> **CHALLENGES**:
- A) Answer these questions using the indie film article:
(i) Which newspaper's article does the author say adds more detail to the picture?
(ii) Which three festivals are named as ones where even films that win entrance mostly don't get a deal?
(iii) Which DVD-on-demand services does the author suggest filmmakers might use?
- B) Print the part of the indie film article between "And yet we know" and "for a deal.", inclusive.
- C) Please carry on the indie film article from where it stops.

> **EXTRACT**:

▬▬▬▬▬▬

Is There a Future For Indie Film? Filmmakers and Festivals Will Decide...

Can we all concur that the business model for making and distributing independent films is in flux?

(Mark Gill certainly thinks so … and this article from the Wall Street Journal adds more detail to the picture.)

I’d like to humbly suggest that film festivals need to play a different, more muscular role in helping filmmakers earn money from their creative endeavors.

The model today, for filmmakers lucky enough to win a slot at high-profile festivals like Toronto, where acquisitions execs are prowling, is to hustle and hope for a distribution deal –- before, during, or after their festival run.

And yet we know that the majority of films – even those that win entrance to Toronto, Tribeca, or Sundance -- don’t ever get that deal.

So months later, the filmmaker is stuck trying to figure out a self-distribution strategy, or working with shady sales agents who may sell the broadcast rights to Bolivia for a few grand. (I know you’ll never believe this, but sometimes the filmmaker never actually gets that money.)

For most movies, playing at a festival (or two or three) is the most attention their film will ever get from the media, movie lovers, agents, and yes, potential distributors.

I acknowledge that some filmmakers will choose to continue playing “festival roulette”: spin the wheel and hope for a deal.

But I think smart filmmakers ought to consider using the highest-profile festival they can get into as the platform for launching their movie. During the festival, or on the day it ends, they should make their movie available through their own Web site, perhaps using DVD-on-demand services like NeoFlix, Film Baby, or CreateSpace/Amazon. Same thing for making downloads available: get that movie onto Amazon Unbox, B-Side, or iArthouse.

And I think festivals ought to do more to create opportunities for their filmmakers: a deal with iTunes, for instance, which puts movies into that popular marketplace (iTunes is notoriously difficult for individual filmmakers to work with), or a broadcast deal with a cable channel or pay-per-view service to put the movies on TV, plastered with festival branding, which would serve as a “Good Housekeeping Seal of Approval” for movies that might not have stars or high production values.

▬▬▬▬▬▬

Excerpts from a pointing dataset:
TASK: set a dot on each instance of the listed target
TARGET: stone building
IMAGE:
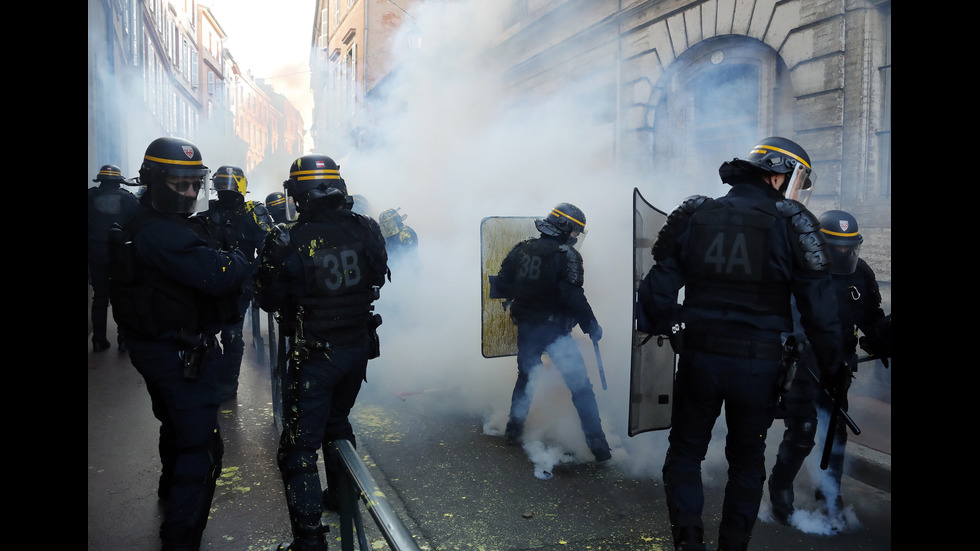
(160, 68)
(676, 86)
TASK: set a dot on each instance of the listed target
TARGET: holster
(193, 349)
(375, 348)
(789, 362)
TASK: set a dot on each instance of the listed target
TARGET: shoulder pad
(279, 234)
(807, 240)
(575, 270)
(675, 225)
(865, 271)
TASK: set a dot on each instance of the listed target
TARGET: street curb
(869, 466)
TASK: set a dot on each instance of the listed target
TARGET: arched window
(719, 97)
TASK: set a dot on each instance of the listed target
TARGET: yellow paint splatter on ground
(377, 422)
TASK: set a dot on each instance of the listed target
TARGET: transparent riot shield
(498, 235)
(652, 359)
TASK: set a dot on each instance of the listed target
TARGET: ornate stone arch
(714, 100)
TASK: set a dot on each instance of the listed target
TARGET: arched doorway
(720, 96)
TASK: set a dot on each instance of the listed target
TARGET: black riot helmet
(175, 176)
(564, 219)
(840, 231)
(776, 155)
(109, 173)
(230, 178)
(391, 222)
(313, 178)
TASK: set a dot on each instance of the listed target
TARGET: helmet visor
(800, 183)
(181, 191)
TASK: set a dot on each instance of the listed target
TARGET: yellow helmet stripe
(560, 213)
(839, 234)
(323, 174)
(761, 149)
(171, 161)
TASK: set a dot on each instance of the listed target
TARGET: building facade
(353, 55)
(160, 68)
(676, 86)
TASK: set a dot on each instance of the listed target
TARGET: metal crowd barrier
(358, 482)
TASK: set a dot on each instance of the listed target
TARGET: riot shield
(652, 359)
(498, 235)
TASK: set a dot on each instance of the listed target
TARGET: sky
(272, 39)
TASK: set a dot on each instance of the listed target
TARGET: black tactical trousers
(704, 383)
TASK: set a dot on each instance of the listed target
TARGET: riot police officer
(107, 204)
(541, 279)
(172, 287)
(322, 274)
(739, 258)
(243, 225)
(859, 308)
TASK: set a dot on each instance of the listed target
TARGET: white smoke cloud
(453, 147)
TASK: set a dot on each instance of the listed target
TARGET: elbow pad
(675, 225)
(808, 243)
(574, 268)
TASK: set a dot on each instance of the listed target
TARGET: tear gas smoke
(451, 145)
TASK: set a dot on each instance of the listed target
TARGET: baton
(843, 414)
(598, 361)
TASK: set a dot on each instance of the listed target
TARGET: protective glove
(594, 331)
(839, 381)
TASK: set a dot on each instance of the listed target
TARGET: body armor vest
(340, 273)
(537, 266)
(729, 266)
(150, 304)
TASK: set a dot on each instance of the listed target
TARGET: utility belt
(733, 346)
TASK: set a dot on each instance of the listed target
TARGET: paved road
(435, 451)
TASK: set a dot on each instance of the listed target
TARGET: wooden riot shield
(498, 235)
(652, 359)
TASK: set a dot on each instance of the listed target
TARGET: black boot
(331, 500)
(513, 433)
(822, 500)
(781, 499)
(306, 538)
(599, 446)
(98, 345)
(689, 538)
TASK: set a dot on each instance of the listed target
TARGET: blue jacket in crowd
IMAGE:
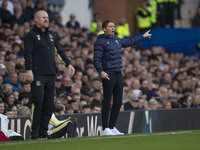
(107, 52)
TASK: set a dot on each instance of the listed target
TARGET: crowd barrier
(128, 122)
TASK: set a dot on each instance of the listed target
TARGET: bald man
(40, 46)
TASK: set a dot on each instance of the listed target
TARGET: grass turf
(179, 140)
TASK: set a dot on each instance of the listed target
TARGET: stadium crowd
(153, 78)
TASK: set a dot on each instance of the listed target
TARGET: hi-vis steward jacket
(107, 52)
(40, 48)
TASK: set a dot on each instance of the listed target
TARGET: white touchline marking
(93, 138)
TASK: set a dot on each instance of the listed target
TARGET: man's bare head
(41, 19)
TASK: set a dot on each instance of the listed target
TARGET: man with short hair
(108, 63)
(40, 46)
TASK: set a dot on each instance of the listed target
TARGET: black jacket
(107, 52)
(39, 51)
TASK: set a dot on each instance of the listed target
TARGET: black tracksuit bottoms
(42, 89)
(112, 87)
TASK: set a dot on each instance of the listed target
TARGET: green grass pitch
(177, 140)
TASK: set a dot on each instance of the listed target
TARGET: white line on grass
(91, 138)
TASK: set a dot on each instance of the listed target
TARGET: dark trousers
(42, 89)
(112, 87)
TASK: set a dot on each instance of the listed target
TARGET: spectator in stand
(66, 84)
(143, 17)
(96, 106)
(86, 108)
(140, 103)
(74, 105)
(19, 16)
(9, 99)
(196, 19)
(5, 15)
(73, 23)
(29, 10)
(2, 107)
(10, 67)
(21, 75)
(8, 112)
(153, 104)
(173, 99)
(166, 105)
(95, 22)
(195, 102)
(24, 99)
(14, 110)
(69, 109)
(6, 88)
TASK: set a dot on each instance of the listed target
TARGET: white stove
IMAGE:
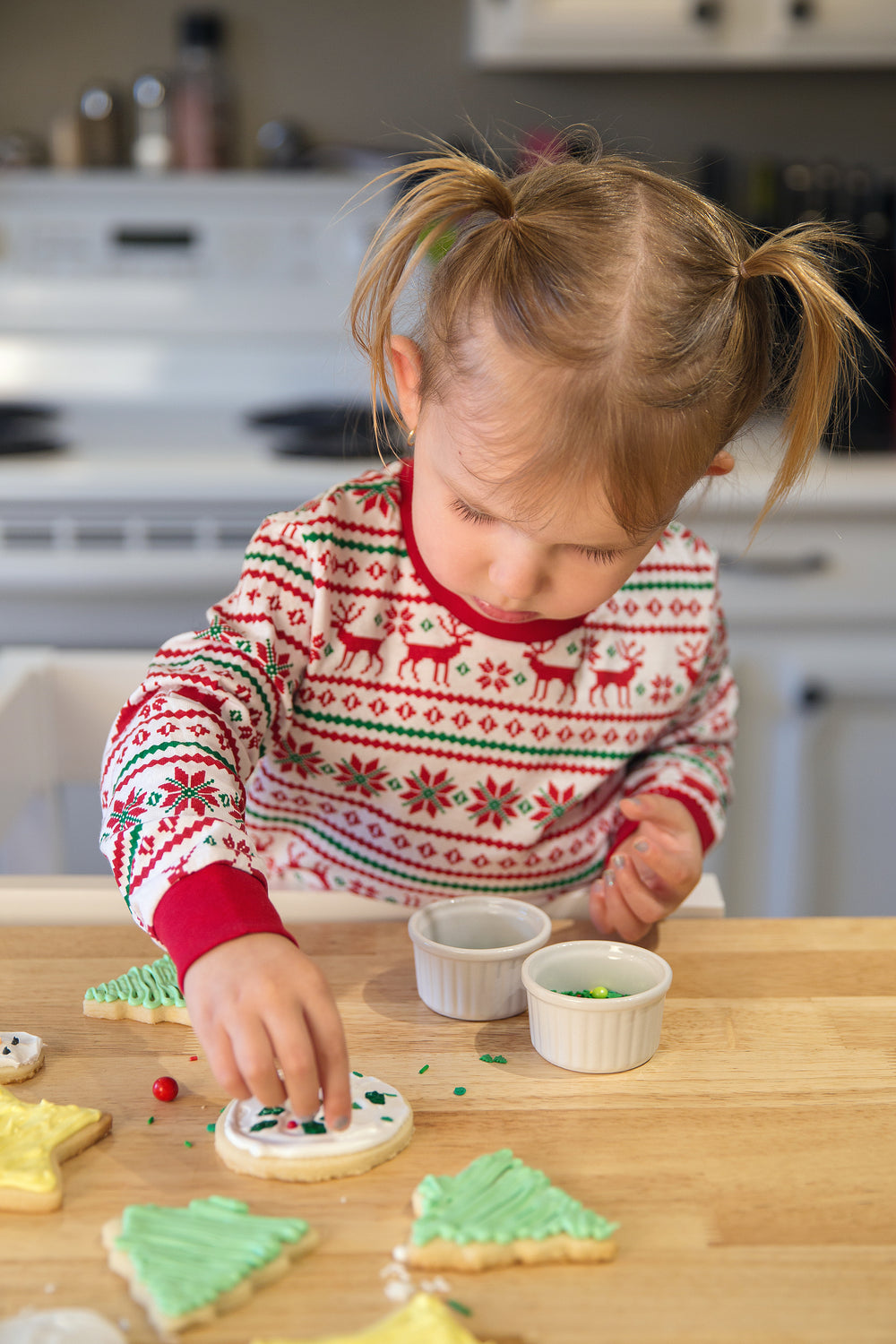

▬▬▬▬▬▬

> **ANSWERS**:
- A)
(i) The Wall Street Journal
(ii) Toronto, Tribeca, and Sundance
(iii) NeoFlix, Film Baby, and CreateSpace/Amazon

- B)
And yet we know that the majority of films – even those that win entrance to Toronto, Tribeca, or Sundance -- don’t ever get that deal.

So months later, the filmmaker is stuck trying to figure out a self-distribution strategy, or working with shady sales agents who may sell the broadcast rights to Bolivia for a few grand. (I know you’ll never believe this, but sometimes the filmmaker never actually gets that money.)

For most movies, playing at a festival (or two or three) is the most attention their film will ever get from the media, movie lovers, agents, and yes, potential distributors.

I acknowledge that some filmmakers will choose to continue playing “festival roulette”: spin the wheel and hope for a deal.

- C)
From a filmmaker's perspective, it’d be good to have a movie available during the festival. If I read a glowing review of something playing at Toronto this weekend, I’m going to want to download it or buy the DVD right then –- and I may not feel the same way a week later, after the festival ends (I may not remember the movie at all by that point.)

From a festival perspective, I understand the fear that allowing movies to be sold online during the run of the festival might diminish that “I saw it first” feeling that festival audiences enjoy. They might prefer for distribution to begin only at the end of the festival. But if the DVD or download featured the festival logo as part of the opening credits, that could also serve as additional marketing for the fest.

So...wouldn’t distributing a movie during, or just after, it plays a festival totally torpedo any chance for distribution?

For some old-school distributors, yes. But the more forward-thinking distributors might look at strong sales of downloads or DVDs in the weeks following a festival as an indication of viewers’ interest in the movie. They might appreciate a filmmaker who has been collecting e-mails and ZIP codes of everyone who has purchased her film, since that data can be used to pick the perfect cities for a theatrical run, and to promote that run.

And distributors, if they want to work with a filmmaker, can always ask that she pull down the DVD or downloadable version of her film. (It’s important to ask DVD or download services whether you can do this; some require that you give them the movie for a specified period of time.)

I spoke earlier this week to a Sundance spokesperson, who said that nothing prohibits a filmmaker from selling his movie online during the festival, “although we wouldn’t recommend it.” She said no filmmaker had yet tried it, to her knowledge.

Toronto’s rules say that films can’t be available on the Internet prior to the last day of the festival. (It’s hard to tell if that refers just to downloads, or to DVDs sold through a Web site like Amazon, too. Even if that’s the case, the rules would seem to allow you to sell DVDs during the festival through Wal-Mart or Best Buy or another retail outlet, if you could cut that kind of deal.)

“We know certain festivals where it’s clear they discourage distribution during the festival, but I think that even those festivals aren’t going to discourage it for long,” says David Straus, CEO of Withoutabox, which helps festivals run their submission processes, and is increasingly getting into the distribution business. “I think festivals see that it’s important that filmmakers really have the ability to start monetizing their film at the festival, and they can be the catalyst to help them do that,” Straus adds.

I think it’d be great to see more filmmakers and festivals experimenting with these kinds of new strategies. (I wrote a bit about how the relationship between festivals and their filmmakers ought to evolve back in December, during the International Film Festival Summit.)

Of course, I could be totally wrong, and this could be a dead end. Some people believe that films that don’t get picked up for distribution at festivals are completely worthless, and that nobody wants to see them. (I don’t.) Some people believe that things never change, and that distributors will forever give the cold shoulder to filmmakers that pursue the kind of self-distribution strategy I’m proposing, to make the most of their festival buzz. Some people may feel that it isn’t part of a film festival’s mission to help filmmakers make a living.

And some people –- the real pessimists –- may believe that there will never be a new business model for independent film.

I’m curious what you think.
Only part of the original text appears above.